[Named object pointing entries]
○ ○ ○
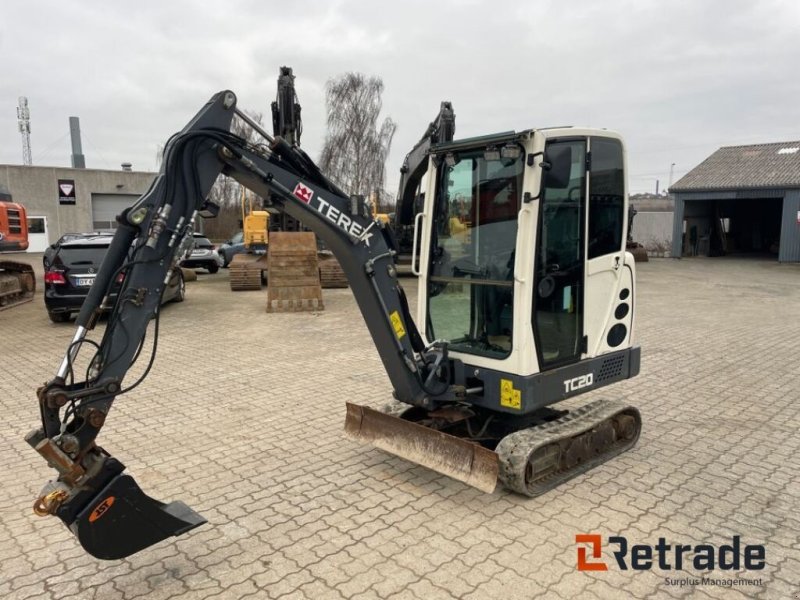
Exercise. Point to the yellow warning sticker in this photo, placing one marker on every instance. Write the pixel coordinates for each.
(397, 323)
(510, 397)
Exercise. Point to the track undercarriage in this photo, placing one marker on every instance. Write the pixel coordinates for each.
(529, 455)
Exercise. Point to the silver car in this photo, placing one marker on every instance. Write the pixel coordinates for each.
(203, 256)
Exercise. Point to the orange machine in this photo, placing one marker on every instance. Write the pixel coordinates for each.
(17, 281)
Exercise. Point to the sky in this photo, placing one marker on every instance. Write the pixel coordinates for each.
(677, 79)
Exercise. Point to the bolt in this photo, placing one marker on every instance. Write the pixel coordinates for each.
(69, 444)
(96, 418)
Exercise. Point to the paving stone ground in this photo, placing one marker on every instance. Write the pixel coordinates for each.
(242, 419)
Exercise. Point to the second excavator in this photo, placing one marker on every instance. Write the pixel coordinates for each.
(525, 299)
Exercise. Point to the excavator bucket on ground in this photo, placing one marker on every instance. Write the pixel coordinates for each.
(458, 458)
(123, 520)
(293, 284)
(17, 283)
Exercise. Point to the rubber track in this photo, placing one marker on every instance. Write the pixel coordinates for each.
(514, 450)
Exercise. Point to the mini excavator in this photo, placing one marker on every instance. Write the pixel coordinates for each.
(525, 299)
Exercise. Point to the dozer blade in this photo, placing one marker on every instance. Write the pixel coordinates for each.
(446, 454)
(122, 519)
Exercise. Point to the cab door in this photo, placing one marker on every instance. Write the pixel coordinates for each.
(558, 299)
(609, 281)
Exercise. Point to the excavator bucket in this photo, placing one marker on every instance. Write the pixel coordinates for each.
(446, 454)
(122, 520)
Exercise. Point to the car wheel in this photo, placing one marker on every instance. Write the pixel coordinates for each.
(58, 317)
(180, 294)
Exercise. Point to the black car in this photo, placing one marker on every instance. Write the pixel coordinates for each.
(203, 255)
(71, 272)
(51, 250)
(230, 248)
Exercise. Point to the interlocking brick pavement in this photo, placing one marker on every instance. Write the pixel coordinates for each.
(242, 419)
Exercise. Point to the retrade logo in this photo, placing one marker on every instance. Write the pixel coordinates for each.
(668, 557)
(596, 544)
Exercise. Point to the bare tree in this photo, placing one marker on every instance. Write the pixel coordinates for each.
(355, 151)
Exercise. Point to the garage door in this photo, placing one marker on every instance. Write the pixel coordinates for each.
(106, 207)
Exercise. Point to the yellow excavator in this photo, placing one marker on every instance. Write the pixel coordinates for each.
(247, 269)
(526, 298)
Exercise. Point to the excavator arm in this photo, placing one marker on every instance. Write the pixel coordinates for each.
(103, 506)
(415, 165)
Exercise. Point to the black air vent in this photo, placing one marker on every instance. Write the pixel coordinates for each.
(611, 367)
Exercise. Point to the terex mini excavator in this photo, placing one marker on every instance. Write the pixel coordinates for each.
(525, 299)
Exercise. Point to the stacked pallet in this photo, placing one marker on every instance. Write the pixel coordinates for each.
(293, 284)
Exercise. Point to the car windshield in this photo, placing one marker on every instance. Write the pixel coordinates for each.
(82, 254)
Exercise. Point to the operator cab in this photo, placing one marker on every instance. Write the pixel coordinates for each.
(522, 262)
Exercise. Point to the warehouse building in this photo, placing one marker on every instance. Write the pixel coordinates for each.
(61, 200)
(741, 199)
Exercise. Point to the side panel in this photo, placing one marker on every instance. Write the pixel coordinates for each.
(606, 261)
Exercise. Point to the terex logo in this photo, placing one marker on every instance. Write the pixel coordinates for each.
(341, 220)
(643, 557)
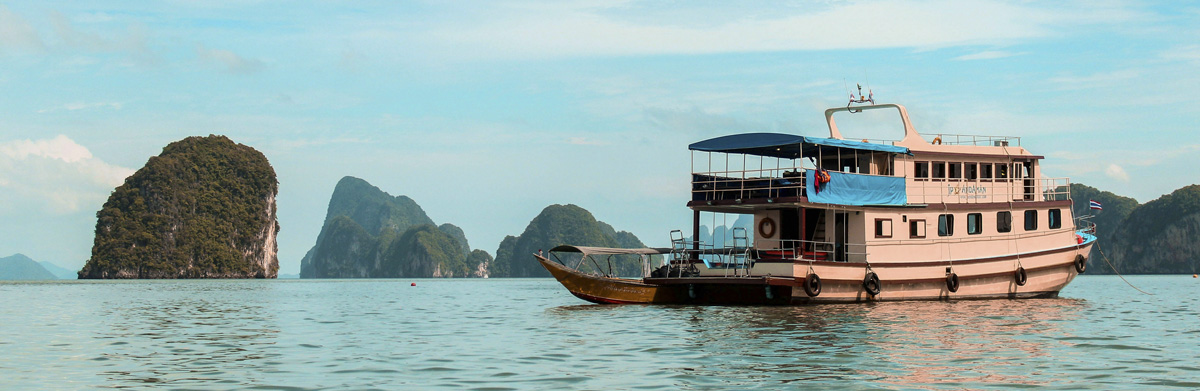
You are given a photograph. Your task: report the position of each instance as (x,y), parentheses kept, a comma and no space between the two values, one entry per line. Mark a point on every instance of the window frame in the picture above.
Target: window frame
(879,230)
(934,172)
(912,228)
(917,170)
(978,224)
(948,218)
(1003,222)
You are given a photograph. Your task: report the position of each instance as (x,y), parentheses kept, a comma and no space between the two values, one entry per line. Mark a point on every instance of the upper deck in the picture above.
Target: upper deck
(745,172)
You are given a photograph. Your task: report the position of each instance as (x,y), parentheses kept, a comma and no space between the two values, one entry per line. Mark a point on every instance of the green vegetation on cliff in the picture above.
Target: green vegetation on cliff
(562,224)
(1161,236)
(18,266)
(202,209)
(1116,208)
(371,234)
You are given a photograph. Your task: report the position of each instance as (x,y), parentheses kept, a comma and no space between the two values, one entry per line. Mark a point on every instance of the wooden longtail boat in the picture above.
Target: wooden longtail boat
(846,221)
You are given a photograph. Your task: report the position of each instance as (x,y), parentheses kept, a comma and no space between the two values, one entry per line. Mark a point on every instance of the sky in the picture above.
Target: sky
(485,113)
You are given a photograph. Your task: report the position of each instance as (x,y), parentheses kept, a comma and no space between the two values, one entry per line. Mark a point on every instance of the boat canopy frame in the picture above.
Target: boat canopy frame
(784,145)
(591,253)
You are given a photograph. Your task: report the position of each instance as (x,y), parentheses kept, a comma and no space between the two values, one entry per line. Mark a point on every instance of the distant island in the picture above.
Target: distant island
(562,224)
(202,209)
(371,234)
(18,266)
(1157,238)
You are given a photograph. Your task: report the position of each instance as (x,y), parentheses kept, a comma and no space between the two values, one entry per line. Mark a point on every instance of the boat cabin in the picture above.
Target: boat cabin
(840,199)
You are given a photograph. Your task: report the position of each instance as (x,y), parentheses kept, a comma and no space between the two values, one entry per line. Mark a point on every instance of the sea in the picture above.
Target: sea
(533,335)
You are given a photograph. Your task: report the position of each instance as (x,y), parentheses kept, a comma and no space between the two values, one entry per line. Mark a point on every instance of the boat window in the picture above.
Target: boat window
(916,228)
(921,169)
(882,228)
(945,224)
(1003,222)
(975,223)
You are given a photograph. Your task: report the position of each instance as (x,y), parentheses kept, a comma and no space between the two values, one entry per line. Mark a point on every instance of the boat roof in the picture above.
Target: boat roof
(609,251)
(786,145)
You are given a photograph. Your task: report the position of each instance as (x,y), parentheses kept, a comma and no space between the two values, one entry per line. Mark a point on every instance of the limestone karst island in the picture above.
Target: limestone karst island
(202,209)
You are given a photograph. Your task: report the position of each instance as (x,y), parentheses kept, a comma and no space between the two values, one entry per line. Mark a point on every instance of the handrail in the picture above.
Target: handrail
(978,139)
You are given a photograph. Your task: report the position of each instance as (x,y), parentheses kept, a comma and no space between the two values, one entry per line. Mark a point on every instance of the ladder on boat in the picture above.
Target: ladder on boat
(737,263)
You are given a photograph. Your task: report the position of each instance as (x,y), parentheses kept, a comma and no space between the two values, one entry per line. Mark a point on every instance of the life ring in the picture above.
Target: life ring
(767,228)
(813,286)
(871,283)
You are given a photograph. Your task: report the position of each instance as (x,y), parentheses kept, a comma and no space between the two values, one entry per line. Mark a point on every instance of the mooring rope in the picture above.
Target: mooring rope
(1117,272)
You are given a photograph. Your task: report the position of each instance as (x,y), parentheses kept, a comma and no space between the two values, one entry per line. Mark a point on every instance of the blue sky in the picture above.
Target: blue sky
(487,112)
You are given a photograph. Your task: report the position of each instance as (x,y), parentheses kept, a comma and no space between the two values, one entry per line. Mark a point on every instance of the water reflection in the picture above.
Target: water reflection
(905,344)
(185,334)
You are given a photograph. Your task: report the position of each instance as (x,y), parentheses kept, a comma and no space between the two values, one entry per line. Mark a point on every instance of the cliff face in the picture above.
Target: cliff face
(1161,236)
(371,234)
(562,224)
(18,266)
(202,209)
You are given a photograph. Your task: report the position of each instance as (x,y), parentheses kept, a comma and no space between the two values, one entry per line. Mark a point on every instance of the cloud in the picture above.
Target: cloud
(133,42)
(1186,53)
(583,140)
(624,29)
(83,106)
(16,32)
(229,60)
(988,55)
(55,175)
(1097,78)
(1117,173)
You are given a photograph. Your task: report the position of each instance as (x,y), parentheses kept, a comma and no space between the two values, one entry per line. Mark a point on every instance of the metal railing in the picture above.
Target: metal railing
(954,191)
(811,250)
(751,184)
(979,140)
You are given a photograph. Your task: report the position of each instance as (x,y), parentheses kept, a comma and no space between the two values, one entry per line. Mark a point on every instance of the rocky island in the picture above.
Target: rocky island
(202,209)
(371,234)
(562,224)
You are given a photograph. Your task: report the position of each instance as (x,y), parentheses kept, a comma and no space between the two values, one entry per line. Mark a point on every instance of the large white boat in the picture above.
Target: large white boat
(844,221)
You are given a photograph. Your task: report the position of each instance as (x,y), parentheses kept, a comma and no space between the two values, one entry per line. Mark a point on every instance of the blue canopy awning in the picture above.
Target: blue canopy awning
(786,145)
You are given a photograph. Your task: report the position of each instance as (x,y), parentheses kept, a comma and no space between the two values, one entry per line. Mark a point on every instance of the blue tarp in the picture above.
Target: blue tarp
(786,145)
(845,188)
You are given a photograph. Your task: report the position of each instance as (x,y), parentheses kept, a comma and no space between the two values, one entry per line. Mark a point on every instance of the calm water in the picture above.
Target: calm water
(531,334)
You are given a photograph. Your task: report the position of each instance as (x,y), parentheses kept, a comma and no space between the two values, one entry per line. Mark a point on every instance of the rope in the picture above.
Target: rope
(1117,272)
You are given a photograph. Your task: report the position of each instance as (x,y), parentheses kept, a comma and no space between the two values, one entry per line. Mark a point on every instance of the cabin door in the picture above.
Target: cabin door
(1029,180)
(839,235)
(790,228)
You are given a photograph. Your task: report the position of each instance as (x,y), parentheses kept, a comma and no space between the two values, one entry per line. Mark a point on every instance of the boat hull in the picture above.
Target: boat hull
(1047,274)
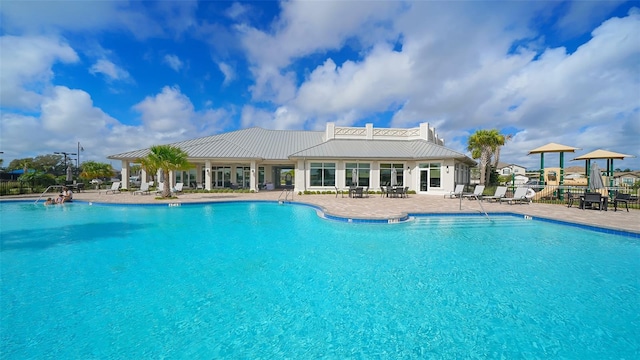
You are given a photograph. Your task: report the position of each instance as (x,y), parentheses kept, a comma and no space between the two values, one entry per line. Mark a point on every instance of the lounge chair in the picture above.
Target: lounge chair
(501,191)
(456,192)
(589,199)
(115,188)
(570,198)
(520,195)
(477,193)
(144,189)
○ ○ ○
Produce an exact copy of the lines from the line containing "hull in the picture above." through the last line of the records, with no pictures and no other text.

You are given a photograph. Your task: report the position of each instance as (x,y), parentheses kept, a comma and no space between the two values, one entry per line. Mark a point on every instance of the boat hull in the picture above.
Target: boat hull
(1047,274)
You are given a photograph. Your task: report the position of each instance as (x,y), parentheses kept, a comma and no space between the two values, one entry per line. Mark a point on every instance of the lounge chair in the picture above.
Target: lounge chair
(501,191)
(456,192)
(589,199)
(115,188)
(570,198)
(520,195)
(477,193)
(144,189)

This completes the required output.